Authenticity

In his letter to the Galatians Paul refers to a process he calls “Christ being formed in you.” He makes it abundantly clear that this process somehow is reversed if we subject ourselves to external laws. The Israelites in the wilderness is parable of this same truth. There was a perishing, a death, before the new man could enter the Promised Land. It was the new man who perished in the wilderness, but out of the ashes the fully matured man arose. It is the same man, but not. He that crosses the river knows who he is and who is not. The wilderness or the law, if you like, has conditioned him well. In a sense he wouldn’t have known who he truly is without the wilderness experience. However, according to Paul Christ is impeded from being formed in you and me while in the wilderness. But, paradoxically, we cannot fully know who we are without that wilderness walk.

What does it mean then that Christ is being formed in us? First of all it denotes a shift in the consciousness from believing that outer laws is something we can obey to realizing that the law is written in our hearts. When we were born again from above the law became an integral part of our new makeup, so to speak. God does not follow a set of written rules in His dealings with human kind or the universe. He perpetually spontaneously expresses His self-for-others nature. Created in His likeness and as new creations indwelled by His Spirit that has become our nature as well. It effortlessly comes to fruition in the Promised Land.

Secondly, when we followed outer ordinances, rules and regulations those exact things we thought would lead to life we distressingly found had the opposite effect. The law killed us in the sense that under its influence we never was genuinely ourselves. We covered our shortcomings with fig leaves. We played a variety of roles to create an illusion of holiness. We erected protective fences in order not to be exposed as impostors on account of the simple fact that we couldn’t obey the law. In this wretched condition authenticity evaded us. Christ fully formed within in all its simplicity means that we finally are free to be ourselves trusting our new heart and fully knowing that we are forever embraced by God and further that we are a members of the Triune fellowship or union and thus included in the eternal conversation between Father, Son and Spirit.

§ **DATA**:

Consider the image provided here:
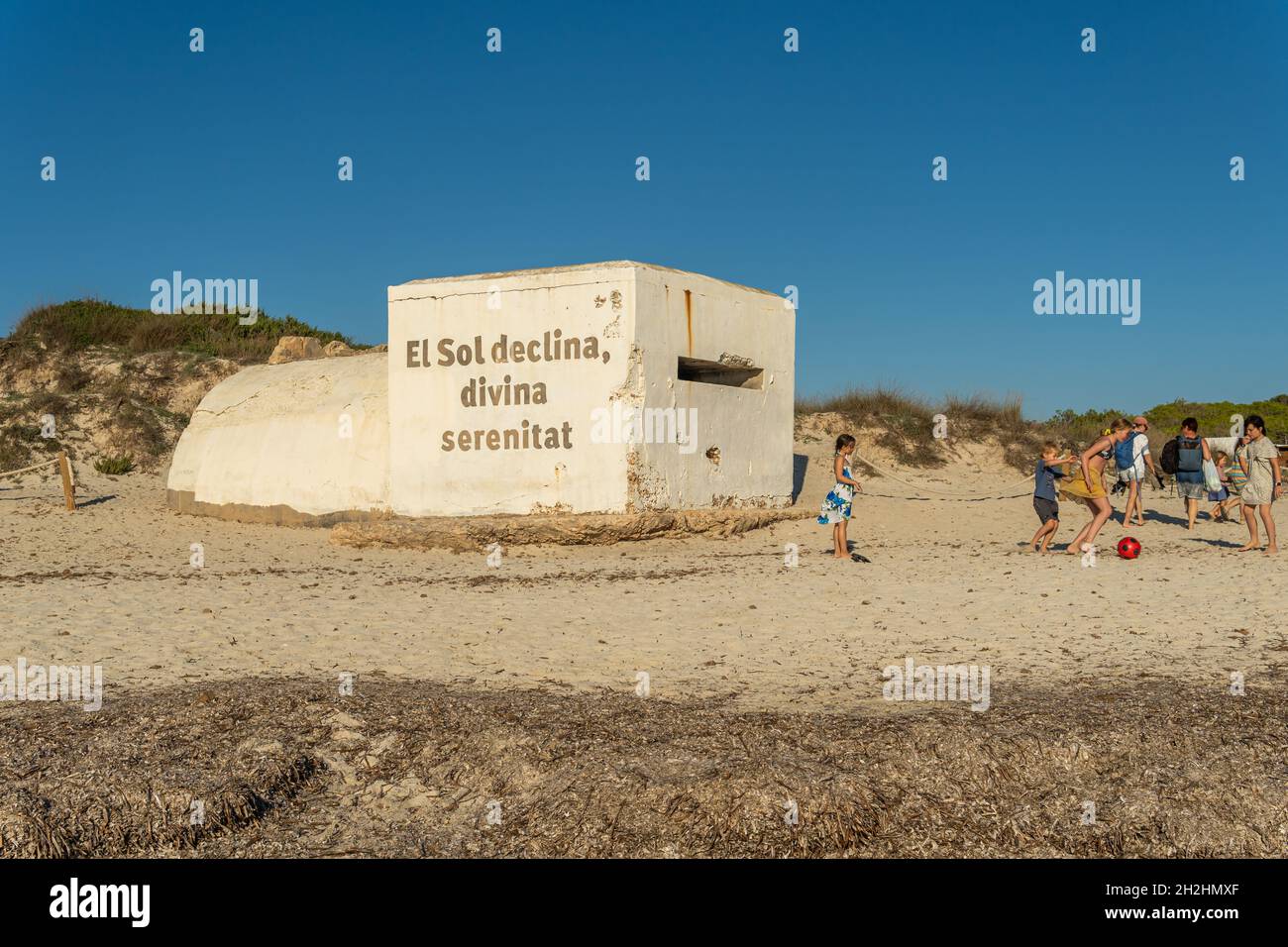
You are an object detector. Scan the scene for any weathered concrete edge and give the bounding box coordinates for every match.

§ **ACTIONS TO TAKE**:
a) In the text on authenticity, what did we cover our shortcomings with?
b) Please extend the text on authenticity with further prose that begins after its final sentence.

§ **OUTPUTS FOR THE TASKS**:
a) Fig leaves.

b)
The Israelites crossed the river by faith. The generation that perished was unable to cross due to unbelief, that is, they didn’t live by faith but by sight. We have all been that generation ridden by unbelief and hence clung to the law unable to cross the threshold in our consciousnesses. The bottom-line is that authenticity is a fruit of faith. Authenticity means that the Spirit’s work in us has been a success – He has unequivocally shown us that our self is a right self. We must learn that this new self is a right self despite circumstances, appearances, what we do and what we don’t do. This is a reality we live in by faith. Before we perished, some call it coming to the end of ourselves, we were so preoccupied with ourselves that we were quite unable to live by faith. All we could see was that we didn’t measure up. The author of the epistle to the Hebrews teaches us that not everyone respond favorably to the conditioning in the desert. Some harden their hearts and for some odd reason prefer wretchedness to emancipation.

God has created us in freedom to be free citizens of the new Jerusalem which is from above. As Christ is increasingly formed in us we move more and more freely in God’s freedom because we have learned who we are; safe persons expressing His nature and that every desire in us originates in that same outgoing self-for-others fire which is the Father’s self.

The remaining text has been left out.